Point localization data:
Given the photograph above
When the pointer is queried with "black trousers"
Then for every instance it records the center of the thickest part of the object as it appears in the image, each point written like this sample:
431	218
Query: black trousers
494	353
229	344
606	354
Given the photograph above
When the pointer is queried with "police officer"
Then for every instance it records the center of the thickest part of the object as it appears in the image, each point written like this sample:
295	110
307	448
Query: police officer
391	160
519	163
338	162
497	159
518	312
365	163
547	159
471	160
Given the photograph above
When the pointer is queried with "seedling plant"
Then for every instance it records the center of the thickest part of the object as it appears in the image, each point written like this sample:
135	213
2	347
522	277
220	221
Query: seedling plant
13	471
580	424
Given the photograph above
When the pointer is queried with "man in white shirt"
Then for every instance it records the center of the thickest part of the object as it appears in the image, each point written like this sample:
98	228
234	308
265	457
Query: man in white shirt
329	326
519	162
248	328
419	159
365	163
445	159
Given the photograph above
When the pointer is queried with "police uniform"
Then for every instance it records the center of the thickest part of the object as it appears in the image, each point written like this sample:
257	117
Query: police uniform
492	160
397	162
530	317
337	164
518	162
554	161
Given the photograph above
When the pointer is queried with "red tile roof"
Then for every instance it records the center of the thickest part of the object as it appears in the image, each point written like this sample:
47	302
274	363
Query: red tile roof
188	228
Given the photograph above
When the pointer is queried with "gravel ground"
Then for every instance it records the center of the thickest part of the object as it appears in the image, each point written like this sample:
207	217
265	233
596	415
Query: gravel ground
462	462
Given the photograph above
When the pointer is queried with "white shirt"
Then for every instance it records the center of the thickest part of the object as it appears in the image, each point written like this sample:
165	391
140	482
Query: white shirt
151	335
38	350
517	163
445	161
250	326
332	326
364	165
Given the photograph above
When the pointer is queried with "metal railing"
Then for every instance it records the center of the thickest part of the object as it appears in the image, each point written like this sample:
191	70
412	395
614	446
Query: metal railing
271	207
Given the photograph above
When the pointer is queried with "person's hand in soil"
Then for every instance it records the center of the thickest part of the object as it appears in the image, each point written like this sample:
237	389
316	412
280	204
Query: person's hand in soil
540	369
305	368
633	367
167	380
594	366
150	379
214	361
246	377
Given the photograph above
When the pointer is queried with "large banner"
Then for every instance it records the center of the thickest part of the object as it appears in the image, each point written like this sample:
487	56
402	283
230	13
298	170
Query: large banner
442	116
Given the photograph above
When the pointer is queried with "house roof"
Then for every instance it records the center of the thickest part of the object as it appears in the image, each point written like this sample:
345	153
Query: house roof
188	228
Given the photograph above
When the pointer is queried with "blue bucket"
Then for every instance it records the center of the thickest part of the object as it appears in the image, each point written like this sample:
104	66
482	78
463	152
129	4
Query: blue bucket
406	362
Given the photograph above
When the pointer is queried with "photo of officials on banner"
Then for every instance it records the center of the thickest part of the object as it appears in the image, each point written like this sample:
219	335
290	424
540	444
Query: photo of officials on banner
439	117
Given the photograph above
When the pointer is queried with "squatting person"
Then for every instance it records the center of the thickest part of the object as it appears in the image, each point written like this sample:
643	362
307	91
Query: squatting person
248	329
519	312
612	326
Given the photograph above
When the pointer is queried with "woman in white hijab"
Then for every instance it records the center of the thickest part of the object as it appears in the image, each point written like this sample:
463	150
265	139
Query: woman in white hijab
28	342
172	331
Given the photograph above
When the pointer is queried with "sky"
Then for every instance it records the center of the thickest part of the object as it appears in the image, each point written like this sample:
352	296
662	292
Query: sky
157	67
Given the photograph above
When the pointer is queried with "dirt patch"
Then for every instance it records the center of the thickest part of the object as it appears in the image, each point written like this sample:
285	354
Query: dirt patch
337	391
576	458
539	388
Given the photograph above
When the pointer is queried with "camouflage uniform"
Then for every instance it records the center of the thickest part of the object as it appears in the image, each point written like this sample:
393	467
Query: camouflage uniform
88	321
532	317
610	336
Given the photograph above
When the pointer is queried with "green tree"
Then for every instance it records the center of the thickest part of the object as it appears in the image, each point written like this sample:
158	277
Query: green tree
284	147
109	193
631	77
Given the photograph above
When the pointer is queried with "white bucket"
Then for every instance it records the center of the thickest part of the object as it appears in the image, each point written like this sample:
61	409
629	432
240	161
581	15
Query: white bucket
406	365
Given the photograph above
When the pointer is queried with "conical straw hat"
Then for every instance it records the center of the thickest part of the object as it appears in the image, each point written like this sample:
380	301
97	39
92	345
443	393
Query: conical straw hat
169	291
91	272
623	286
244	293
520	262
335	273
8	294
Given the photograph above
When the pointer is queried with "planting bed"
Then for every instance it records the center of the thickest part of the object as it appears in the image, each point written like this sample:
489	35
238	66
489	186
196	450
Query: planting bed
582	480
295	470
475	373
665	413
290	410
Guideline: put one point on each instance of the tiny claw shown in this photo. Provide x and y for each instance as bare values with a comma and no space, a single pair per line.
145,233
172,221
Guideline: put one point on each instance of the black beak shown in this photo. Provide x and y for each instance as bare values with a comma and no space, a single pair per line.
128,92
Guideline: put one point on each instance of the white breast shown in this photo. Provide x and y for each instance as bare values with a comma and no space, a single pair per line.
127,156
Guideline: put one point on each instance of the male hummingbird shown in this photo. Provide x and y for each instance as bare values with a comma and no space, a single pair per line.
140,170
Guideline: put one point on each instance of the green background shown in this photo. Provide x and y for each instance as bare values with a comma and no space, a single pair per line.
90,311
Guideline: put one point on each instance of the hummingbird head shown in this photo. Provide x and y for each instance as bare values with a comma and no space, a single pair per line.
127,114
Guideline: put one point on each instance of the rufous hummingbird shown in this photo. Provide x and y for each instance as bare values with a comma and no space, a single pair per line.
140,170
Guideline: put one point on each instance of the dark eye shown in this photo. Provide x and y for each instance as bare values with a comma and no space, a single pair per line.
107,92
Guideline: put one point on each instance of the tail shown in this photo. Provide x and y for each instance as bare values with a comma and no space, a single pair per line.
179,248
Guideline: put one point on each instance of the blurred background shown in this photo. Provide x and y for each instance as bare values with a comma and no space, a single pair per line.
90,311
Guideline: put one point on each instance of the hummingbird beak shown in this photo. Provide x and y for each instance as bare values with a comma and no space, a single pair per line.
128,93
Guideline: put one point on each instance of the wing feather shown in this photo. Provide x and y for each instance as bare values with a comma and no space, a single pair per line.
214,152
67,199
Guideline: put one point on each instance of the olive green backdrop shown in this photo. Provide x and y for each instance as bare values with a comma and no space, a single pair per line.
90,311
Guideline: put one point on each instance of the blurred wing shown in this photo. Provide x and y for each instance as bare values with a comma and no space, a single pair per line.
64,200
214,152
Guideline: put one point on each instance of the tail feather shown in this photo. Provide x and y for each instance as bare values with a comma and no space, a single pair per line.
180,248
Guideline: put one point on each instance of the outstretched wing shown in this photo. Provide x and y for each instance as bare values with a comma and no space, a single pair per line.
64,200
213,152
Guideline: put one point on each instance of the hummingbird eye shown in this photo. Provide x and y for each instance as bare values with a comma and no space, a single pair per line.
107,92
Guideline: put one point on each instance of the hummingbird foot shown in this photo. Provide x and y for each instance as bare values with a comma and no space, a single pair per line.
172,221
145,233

> **EXERCISE INSTRUCTIONS**: Please set down all of the records exactly.

> **ANSWER**:
Given the photograph above
When the pointer is queried with "black trousers"
Then for every instance it records the center of the thickest part of the object as it appears in the image, each point written like this sample:
431	218
Query: black trousers
494	353
229	344
606	354
Given the photograph above
When the pointer is queried with "police officer"
Then for every instance it records the center of the thickest part of the object as it appears in the image, each point written like this sample:
295	110
307	448
Query: police officer
391	160
519	163
338	162
497	159
518	312
365	163
547	159
471	160
Given the photograph above
When the pointer is queried with "seedling plant"
Then for every instance it records the center of the thickest part of the object as it appears in the image, each point written like this sample:
135	213
2	347
522	277
220	221
Query: seedling plant
13	471
580	424
Given the photograph above
When the pointer is queried with "man in white shirt"
Then for every instance it records the center of the thickest part of the object as it appears in the image, each point written like this sample:
98	228
234	308
265	457
Query: man in white shirt
329	326
519	162
248	328
419	159
365	163
445	159
Given the photograph above
When the pointer is queried with "police uniform"
Then for every instance it records the center of the thickest part of the object as it appears in the image, each point written like this sample:
257	117
Query: police uniform
492	160
397	162
530	317
337	164
518	162
554	161
Given the photograph above
When the pointer is queried with "red tile roof"
Then for every instance it records the center of the thickest part of the object as it appears in the image, each point written like this sample:
47	302
274	363
Query: red tile roof
188	228
Given the photograph above
When the pointer is queried with "gravel ground"
Then for every instance it records the center of the thickest part of the object as it appears in the image, each point written like this sample:
207	217
265	233
596	415
Query: gravel ground
462	462
Given the photograph above
When the pointer is queried with "white shirt"
Then for every instance it records the center of the thickest part of the object as it appears in the image, each point written like this sample:
165	391
140	482
Query: white shirt
151	335
38	350
517	163
445	161
250	326
332	326
364	165
Given the photograph above
When the pointer is queried with "metal railing"
Then for every instance it records the center of the thickest part of the object as it appears in the image, each point written like this sample:
191	70
412	395
614	446
Query: metal railing
271	207
Given the photograph above
When the pointer is queried with "person's hand in soil"
Then for every instance it records the center of the thickest part of the object as it appears in the image, each point written like this sample:
237	389
316	412
280	204
Query: person's hand in soil
540	369
305	368
633	367
167	380
594	366
150	379
214	361
246	377
Given the photograph above
When the pointer is queried with "large banner"
Then for every instance it records the center of the thickest part of the object as it appears in the image, each point written like this sample:
487	56
402	283
230	13
298	170
Query: large banner
442	116
Given the photograph above
When the pointer is queried with "house roof"
Then for every instance it records the center of the thickest part of the object as it appears in the image, each point written like this sample:
345	153
Query: house roof
188	228
Given the photograph above
When the pointer is queried with "blue bucket"
Then for every instance it records the center of the thickest part of the object as it appears in the image, each point written like this sample:
104	66
482	78
463	152
129	4
Query: blue bucket
406	362
Given the photograph above
When the pointer is queried with "photo of officials on banner"
Then for every instance it records the center of the thickest part of the object as it appears in the image, each point written like this sample:
219	335
290	424
540	444
Query: photo of officials on banner
439	117
Given the photograph above
When the pointer is queried with "squatting person"
Then for every instance it records the center of the thickest part of the object as it appears in the image, each point written like this sample:
643	362
307	91
Query: squatting person
248	329
519	312
612	326
Given the photograph above
When the pointer is queried with "woman in white hijab"
Then for every instance it records the center of the thickest part of the object as it appears in the image, each point written like this sample:
463	150
265	139
Query: woman in white hijab
28	342
172	331
Given the photograph above
When the pointer is queried with "sky"
Then for every instance it records the center of the thickest part of the object as it appears in the image, each point written like this sample:
352	296
662	292
Query: sky
157	67
Given the photograph above
When the pointer is queried with "dirt patch"
Then for every instance it records the center of the thickest part of the object as it appears in the image, each point written like this sample:
285	354
Query: dirt patch
337	391
576	458
539	388
Given the photograph above
When the pointer is queried with "camouflage uniform"
Then for every instance it records the center of the thickest part of the object as it appears in the image, each point written like this sample:
393	467
Query: camouflage uniform
88	321
532	317
610	336
Given the photograph above
When the pointer is queried with "green tree"
Then for every instance it records the center of the thickest part of the object as it appears in the image, each point written like this sample:
158	277
Query: green tree
284	147
109	193
631	77
Given the photograph above
When the pointer is queried with "white bucket"
Then for every instance it records the center of the thickest part of the object as it appears in the image, each point written like this sample:
61	409
629	432
240	161
581	15
Query: white bucket
406	365
Given the photograph above
When the pointer is queried with "conical straw hat"
Then for every instance it records the center of the thickest part of the object as it appears in the image, each point written like this sample:
380	301
97	39
92	345
443	393
Query: conical straw hat
169	291
91	272
623	286
244	293
520	262
335	273
8	294
Given the photograph above
When the pointer is queried with "planting bed"
Then for every instance it records the center of the thickest part of the object as it appears in the image, each point written like this sample:
489	35
238	66
489	186
196	450
Query: planting bed
582	480
295	470
475	373
665	413
290	410
Guideline: put one point on each instance of the tiny claw shown in this photo. Provide x and y for each instance as bare values with a comma and no space, a single pair per line.
145,233
172,221
Guideline: put one point on each instance of the black beak shown in this photo. Provide x and y for each instance as bare values with a comma and no space, a single pair per line.
128,92
Guideline: put one point on each instance of the white breast shown in this photo. Provide x and y for each instance as bare values with a comma and no space, a single pair per line.
127,156
Guideline: put one point on each instance of the male hummingbird shown in this photo. Provide x and y for each instance as bare values with a comma and no space, a single pair per line.
140,170
Guideline: put one point on each instance of the green background shown in this photo. Provide x and y for each instance as bare values with a comma and no space, a single pair per line.
90,311
Guideline: put one point on each instance of the hummingbird head shown in this photo. Provide x and y for each instance as bare values with a comma and no space, a single pair per line.
127,114
Guideline: put one point on each instance of the rufous hummingbird shown in this photo. Provide x and y for each instance as bare values with a comma and no space, a single pair per line.
140,170
Guideline: put one point on each instance of the dark eye shown in this photo. Provide x and y for each instance as bare values with a comma and no space, a single pair per line.
107,92
Guideline: put one point on each instance of the tail shown in this photo. Provide x and y for each instance as bare values with a comma and no space, a single pair per line.
179,248
Guideline: put one point on each instance of the blurred background shown in this photo. Provide x and y for each instance as bare values with a comma and no space, a single pair per line.
90,311
Guideline: put one point on each instance of the hummingbird beak shown in this photo. Provide x and y for each instance as bare values with a comma and no space, a single pair per line.
128,93
Guideline: put one point on each instance of the wing feather shown in this photo. Provide x and y for each instance as bare values with a comma and no space, a single pair per line.
214,152
67,199
Guideline: put one point on each instance of the olive green backdrop shown in this photo. Provide x and y for each instance as bare values with a comma and no space, a single pair per line.
90,311
Guideline: put one point on each instance of the blurred wing shown in this photo. Provide x and y for each instance as bare values with a comma and no space, a single pair per line.
64,200
214,152
Guideline: put one point on each instance of the tail feather shown in this photo. Provide x and y for each instance as bare values with a comma and no space, a single pair per line.
180,248
Guideline: put one point on each instance of the outstretched wing shown in this photo. Provide x and y for each instance as bare values with a comma and no space, a single pair per line.
64,200
213,152
Guideline: put one point on each instance of the hummingbird eye shown in this photo. Provide x and y for each instance as bare values with a comma and no space, a single pair per line.
107,92
Guideline: put one point on each instance of the hummingbird foot shown in this photo. Provide x and y for each instance as bare values with a comma and no space, a single pair per line.
172,221
145,233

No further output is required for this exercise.